Passage:

No. 7 – Busan KCC Egis
- Position: Point guard
- League: Korean Basketball League

Personal information
- Born: 16 August 1995 (age 30) Seoul, South Korea
- Listed height: 180 cm (5 ft 11 in)
- Listed weight: 81 kg (179 lb)

Career information
- High school: Yongsan High School
- College: Yonsei University
- KBL draft: 2017: 1st round, 1st overall pick
- Playing career: 2017–present

Career history
- 2017–2025: Suwon KT Sonicboom
- 2022–2023: →Sangmu
- 2025–present: Busan KCC Egis

Career highlights
- KBL Most Valuable Player Award (2020); 2× KBL Best 5 (2020, 2021); KBL Fair Play Award (2022); KBL scoring champion – domestic players (2021); 3× KBL assists leader (2020, 2021, 2025); Dong-A Sports Awards Male Basketball Player of the Year (2020);

= Heo Hoon =

South Korean basketball player

Heo Hoon (born 16 August 1995) is a South Korean professional basketball player. He plays for Busan KCC Egis of the Korean Basketball League and the South Korea national team.

==Early life==
Heo enjoyed playing various sports from a young age but, due to his father's initial opposition, did not initially harbor dreams of becoming a professional athlete. He and his older brother spent a year-and-a-half of their elementary school years in the United States when their father was sent for coaching training and worked as a coach at Pepperdine University. During this period, the brothers were among the few Asians at their school and played basketball to escape being targets of racism and bullying. The family returned to South Korea when their father became the new Jeonju KCC Egis head coach. They attended their father's alma mater Yongsan Middle School and Yongsan High School, where they excelled at basketball and were called up to the youth national teams.

Entries provided:

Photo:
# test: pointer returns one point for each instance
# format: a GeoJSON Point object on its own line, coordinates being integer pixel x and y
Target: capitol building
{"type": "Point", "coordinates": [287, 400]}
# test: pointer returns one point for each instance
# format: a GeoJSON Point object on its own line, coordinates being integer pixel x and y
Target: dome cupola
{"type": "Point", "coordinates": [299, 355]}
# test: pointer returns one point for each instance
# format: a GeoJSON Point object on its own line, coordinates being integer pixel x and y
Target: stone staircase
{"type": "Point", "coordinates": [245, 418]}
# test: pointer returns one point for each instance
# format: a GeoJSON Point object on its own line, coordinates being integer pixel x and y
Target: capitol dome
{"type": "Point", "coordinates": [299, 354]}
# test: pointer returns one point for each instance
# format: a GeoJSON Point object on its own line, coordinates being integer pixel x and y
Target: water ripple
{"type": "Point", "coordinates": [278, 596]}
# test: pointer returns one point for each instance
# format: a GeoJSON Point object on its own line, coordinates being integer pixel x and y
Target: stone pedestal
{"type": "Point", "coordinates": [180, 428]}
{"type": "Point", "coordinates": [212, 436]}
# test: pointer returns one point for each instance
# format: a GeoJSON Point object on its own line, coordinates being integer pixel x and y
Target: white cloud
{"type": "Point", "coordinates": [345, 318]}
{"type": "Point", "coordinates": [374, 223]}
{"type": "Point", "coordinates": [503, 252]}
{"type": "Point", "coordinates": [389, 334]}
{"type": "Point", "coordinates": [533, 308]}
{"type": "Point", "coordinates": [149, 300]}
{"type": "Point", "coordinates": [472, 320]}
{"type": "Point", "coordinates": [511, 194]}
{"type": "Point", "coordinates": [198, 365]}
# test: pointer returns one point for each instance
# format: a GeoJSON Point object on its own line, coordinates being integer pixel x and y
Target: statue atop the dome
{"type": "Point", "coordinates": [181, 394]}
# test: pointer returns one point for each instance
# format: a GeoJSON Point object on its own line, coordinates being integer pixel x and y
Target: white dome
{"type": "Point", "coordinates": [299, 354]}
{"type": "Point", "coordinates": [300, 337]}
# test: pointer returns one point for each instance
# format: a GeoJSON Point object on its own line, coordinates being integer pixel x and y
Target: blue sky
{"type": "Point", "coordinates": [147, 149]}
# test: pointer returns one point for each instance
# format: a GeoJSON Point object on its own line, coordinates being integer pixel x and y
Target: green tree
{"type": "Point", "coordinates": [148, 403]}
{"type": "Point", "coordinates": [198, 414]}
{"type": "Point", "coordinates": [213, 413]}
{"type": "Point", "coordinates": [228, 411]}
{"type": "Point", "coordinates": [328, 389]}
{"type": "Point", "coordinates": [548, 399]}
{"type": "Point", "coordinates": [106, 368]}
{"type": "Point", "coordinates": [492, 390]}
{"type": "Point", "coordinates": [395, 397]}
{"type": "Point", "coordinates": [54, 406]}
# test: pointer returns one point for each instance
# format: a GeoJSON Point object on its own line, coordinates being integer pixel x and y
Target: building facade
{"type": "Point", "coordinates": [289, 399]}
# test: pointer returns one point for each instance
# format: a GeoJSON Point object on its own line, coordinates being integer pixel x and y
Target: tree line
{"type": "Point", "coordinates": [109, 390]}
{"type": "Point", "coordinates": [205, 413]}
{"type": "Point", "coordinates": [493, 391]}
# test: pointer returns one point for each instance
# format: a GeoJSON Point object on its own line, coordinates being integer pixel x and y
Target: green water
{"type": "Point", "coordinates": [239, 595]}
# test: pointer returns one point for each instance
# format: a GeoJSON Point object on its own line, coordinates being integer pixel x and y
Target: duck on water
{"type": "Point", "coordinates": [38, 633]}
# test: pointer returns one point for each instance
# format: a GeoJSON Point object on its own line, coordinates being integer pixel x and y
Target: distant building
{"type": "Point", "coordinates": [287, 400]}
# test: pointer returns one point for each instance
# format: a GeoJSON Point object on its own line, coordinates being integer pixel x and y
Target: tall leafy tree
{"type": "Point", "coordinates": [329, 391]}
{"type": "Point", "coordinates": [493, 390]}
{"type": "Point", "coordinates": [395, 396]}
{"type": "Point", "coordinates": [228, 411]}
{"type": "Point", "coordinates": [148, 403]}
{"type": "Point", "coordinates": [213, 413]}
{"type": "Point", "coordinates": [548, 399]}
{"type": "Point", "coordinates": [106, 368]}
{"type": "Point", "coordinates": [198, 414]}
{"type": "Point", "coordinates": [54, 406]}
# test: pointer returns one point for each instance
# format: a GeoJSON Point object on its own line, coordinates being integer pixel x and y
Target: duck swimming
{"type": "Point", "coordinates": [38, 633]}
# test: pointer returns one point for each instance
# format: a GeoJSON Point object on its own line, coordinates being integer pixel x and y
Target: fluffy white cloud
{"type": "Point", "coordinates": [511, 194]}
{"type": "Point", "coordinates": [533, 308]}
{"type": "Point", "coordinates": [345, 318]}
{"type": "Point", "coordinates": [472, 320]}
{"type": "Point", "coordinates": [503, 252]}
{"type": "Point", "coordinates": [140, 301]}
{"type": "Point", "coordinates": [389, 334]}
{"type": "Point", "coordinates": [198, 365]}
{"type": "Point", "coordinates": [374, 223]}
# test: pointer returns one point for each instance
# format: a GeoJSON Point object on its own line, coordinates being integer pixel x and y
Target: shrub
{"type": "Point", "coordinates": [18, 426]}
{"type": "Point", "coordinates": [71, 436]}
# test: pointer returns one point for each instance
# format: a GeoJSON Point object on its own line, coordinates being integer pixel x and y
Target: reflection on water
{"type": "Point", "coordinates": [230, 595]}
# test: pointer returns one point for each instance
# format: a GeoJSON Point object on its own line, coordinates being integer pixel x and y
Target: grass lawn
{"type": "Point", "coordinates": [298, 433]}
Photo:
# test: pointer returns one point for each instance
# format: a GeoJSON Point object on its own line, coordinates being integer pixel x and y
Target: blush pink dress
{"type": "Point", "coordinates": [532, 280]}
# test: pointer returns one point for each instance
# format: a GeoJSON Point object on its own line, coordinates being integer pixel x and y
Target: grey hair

Instructions:
1. Do the following statements agree with the Heo Hoon profile? For each, answer yes or no and quote the words of the profile that decide it.
(a) He was the first overall pick in the 2017 KBL draft.
(b) He and his older brother spent three years of elementary school in the United States.
(c) He received the KBL Fair Play Award in 2020.
2. Can you reproduce word for word the part of the Heo Hoon profile between "Heo Hoon (born" and "Korea national team.", inclusive?
3. Answer these questions from the Heo Hoon profile:
(a) Which college did he attend?
(b) At which university did his father work as a coach in the United States?
(c) Which team did he play for from 2017 to 2025?

Replies:
1.
(a) Yes: "KBL draft: 2017: 1st round, 1st overall pick"
(b) No: "a year-and-a-half of their elementary school years in the United States"
(c) No: "KBL Fair Play Award (2022)"

2.
Heo Hoon (born 16 August 1995) is a South Korean professional basketball player. He plays for Busan KCC Egis of the Korean Basketball League and the South Korea national team.

3.
(a) Yonsei University
(b) Pepperdine University
(c) Suwon KT Sonicboom